=== EXCERPTED PASSAGE ===

<<<<

She had no symptoms, she said, yet scheduled and went through with the appointment. Then came the phone call she did not expect with news of a diagnosis of breast cancer.

Her options were either lumpectomy or total removal of her breast. She chose lumpectomy, which was followed by six weeks of radiation and five years of hormone therapy.

“I cried one day… one day,” she said using her index finger to indicate the No. 1.

She was scared and didn’t want to fall into a state of ‘powerlessness,’ she said in her Titan news story.

Just one week after surgery, the now retired school administrator Bannister Baptiste called and asked if she wanted to come back to work. Chica did. This was something she needed emotionally.

She went to the school at 6:30 a.m. and her radiation oncologist opened the doors a little early, so at 7 she was receiving treatments. Then she returned to the school while she still had a drainage tube in her body. She did therapy — certain arm movements — while on break.

Today, she is 12 years cancer free.

“A cancer diagnosis is anything but easy, and while it can change a person’s life in a myriad of ways, sometimes God changes it for the better,” she wrote. “My advice to women is to take action and get a mammogram. They certainly do detect problems very early to save precious lives. To anyone battling breast cancer, sometimes the battle in your mind can be just as tough as what’s going on with our body, so it’s important to stay positive and surround yourself with positive people.”

>>>>

=== EXERCISE ===
Copy the passage from the breast cancer story word for word, from "Her options were" up to and including "Titan news story.". The rows that come next are separate material, not part of the breast cancer story.

=== INFORMATION GIVEN ===

<<<<

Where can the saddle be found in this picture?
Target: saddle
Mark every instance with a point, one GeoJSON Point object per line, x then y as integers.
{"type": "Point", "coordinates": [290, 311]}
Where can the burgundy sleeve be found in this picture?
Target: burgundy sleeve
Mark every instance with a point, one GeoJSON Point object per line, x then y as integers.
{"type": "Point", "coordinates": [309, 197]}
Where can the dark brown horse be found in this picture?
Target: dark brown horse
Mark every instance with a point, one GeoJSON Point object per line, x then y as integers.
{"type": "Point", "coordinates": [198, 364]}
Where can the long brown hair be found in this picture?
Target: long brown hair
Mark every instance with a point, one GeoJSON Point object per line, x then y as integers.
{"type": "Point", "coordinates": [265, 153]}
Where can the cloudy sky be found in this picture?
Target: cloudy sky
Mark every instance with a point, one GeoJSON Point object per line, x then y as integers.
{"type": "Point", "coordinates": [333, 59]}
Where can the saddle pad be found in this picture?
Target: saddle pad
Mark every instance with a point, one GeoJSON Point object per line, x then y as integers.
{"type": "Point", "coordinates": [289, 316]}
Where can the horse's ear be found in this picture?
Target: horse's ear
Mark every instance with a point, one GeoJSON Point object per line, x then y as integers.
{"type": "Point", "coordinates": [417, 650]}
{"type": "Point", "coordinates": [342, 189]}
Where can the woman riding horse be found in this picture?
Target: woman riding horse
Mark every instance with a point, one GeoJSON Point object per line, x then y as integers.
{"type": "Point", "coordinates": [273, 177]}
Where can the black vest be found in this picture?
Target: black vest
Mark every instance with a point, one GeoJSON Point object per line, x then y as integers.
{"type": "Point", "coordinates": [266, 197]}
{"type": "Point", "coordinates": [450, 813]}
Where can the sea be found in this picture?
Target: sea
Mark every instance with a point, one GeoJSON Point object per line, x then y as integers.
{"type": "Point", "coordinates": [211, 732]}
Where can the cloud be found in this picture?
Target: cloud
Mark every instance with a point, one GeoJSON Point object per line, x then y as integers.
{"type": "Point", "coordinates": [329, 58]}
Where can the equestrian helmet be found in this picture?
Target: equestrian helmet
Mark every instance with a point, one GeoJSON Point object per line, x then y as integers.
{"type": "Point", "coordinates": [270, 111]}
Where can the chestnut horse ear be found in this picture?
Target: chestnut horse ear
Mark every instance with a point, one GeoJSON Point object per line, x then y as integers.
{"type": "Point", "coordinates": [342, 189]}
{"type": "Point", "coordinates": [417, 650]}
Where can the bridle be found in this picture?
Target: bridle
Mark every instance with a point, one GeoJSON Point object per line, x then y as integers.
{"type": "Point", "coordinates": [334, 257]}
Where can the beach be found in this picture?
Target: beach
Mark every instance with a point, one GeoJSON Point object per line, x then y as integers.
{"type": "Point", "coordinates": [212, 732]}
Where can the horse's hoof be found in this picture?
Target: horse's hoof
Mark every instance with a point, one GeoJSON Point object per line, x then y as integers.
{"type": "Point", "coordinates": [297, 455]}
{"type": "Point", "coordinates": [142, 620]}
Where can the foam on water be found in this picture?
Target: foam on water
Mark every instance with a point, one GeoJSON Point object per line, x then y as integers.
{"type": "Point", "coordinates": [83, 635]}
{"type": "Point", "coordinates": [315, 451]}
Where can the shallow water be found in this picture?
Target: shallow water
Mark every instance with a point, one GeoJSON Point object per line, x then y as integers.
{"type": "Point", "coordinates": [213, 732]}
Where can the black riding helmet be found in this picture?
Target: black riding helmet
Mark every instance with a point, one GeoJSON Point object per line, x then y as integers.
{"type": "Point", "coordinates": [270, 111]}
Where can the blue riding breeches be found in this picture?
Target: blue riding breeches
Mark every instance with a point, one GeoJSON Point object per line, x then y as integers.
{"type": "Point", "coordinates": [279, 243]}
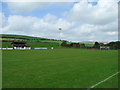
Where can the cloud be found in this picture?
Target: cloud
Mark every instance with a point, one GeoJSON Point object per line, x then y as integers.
{"type": "Point", "coordinates": [84, 22]}
{"type": "Point", "coordinates": [102, 13]}
{"type": "Point", "coordinates": [26, 7]}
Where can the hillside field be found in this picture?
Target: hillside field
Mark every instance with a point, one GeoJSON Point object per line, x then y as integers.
{"type": "Point", "coordinates": [59, 68]}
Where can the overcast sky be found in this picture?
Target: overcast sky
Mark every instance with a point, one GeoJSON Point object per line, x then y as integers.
{"type": "Point", "coordinates": [80, 21]}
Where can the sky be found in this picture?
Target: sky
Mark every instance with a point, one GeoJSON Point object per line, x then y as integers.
{"type": "Point", "coordinates": [80, 21]}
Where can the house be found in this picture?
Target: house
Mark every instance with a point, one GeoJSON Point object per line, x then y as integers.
{"type": "Point", "coordinates": [19, 45]}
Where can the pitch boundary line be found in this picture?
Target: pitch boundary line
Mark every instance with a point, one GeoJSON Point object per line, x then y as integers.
{"type": "Point", "coordinates": [103, 80]}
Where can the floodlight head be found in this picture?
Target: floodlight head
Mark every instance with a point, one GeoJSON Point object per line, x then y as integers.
{"type": "Point", "coordinates": [60, 28]}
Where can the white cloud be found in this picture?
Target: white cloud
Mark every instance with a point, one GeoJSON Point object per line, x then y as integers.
{"type": "Point", "coordinates": [26, 7]}
{"type": "Point", "coordinates": [98, 14]}
{"type": "Point", "coordinates": [84, 22]}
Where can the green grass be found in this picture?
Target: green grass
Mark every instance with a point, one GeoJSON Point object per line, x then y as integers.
{"type": "Point", "coordinates": [42, 44]}
{"type": "Point", "coordinates": [59, 68]}
{"type": "Point", "coordinates": [31, 44]}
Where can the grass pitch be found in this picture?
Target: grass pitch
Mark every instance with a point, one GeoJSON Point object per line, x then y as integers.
{"type": "Point", "coordinates": [59, 68]}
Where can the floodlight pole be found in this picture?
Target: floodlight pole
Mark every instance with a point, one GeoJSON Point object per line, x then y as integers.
{"type": "Point", "coordinates": [60, 29]}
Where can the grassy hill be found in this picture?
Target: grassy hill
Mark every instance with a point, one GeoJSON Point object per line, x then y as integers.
{"type": "Point", "coordinates": [32, 41]}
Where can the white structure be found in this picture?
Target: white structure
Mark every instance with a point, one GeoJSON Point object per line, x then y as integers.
{"type": "Point", "coordinates": [22, 48]}
{"type": "Point", "coordinates": [104, 47]}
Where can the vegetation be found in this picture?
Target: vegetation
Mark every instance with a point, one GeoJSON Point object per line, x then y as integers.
{"type": "Point", "coordinates": [59, 68]}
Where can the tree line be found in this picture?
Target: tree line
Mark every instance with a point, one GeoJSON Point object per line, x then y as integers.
{"type": "Point", "coordinates": [112, 45]}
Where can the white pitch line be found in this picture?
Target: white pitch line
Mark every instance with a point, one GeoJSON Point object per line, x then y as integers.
{"type": "Point", "coordinates": [103, 80]}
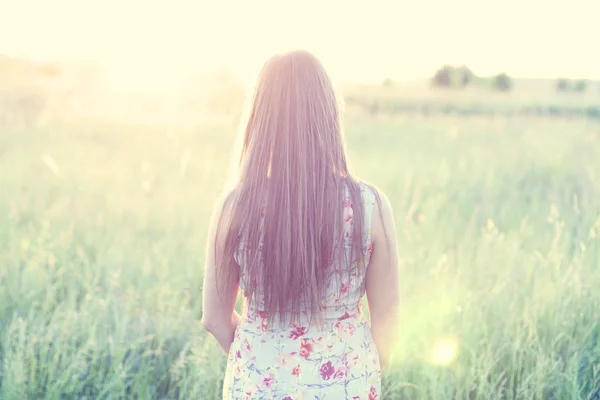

>>>>

=== WRITTEN ANSWER ===
Her options were either lumpectomy or total removal of her breast. She chose lumpectomy, which was followed by six weeks of radiation and five years of hormone therapy.

“I cried one day… one day,” she said using her index finger to indicate the No. 1.

She was scared and didn’t want to fall into a state of ‘powerlessness,’ she said in her Titan news story.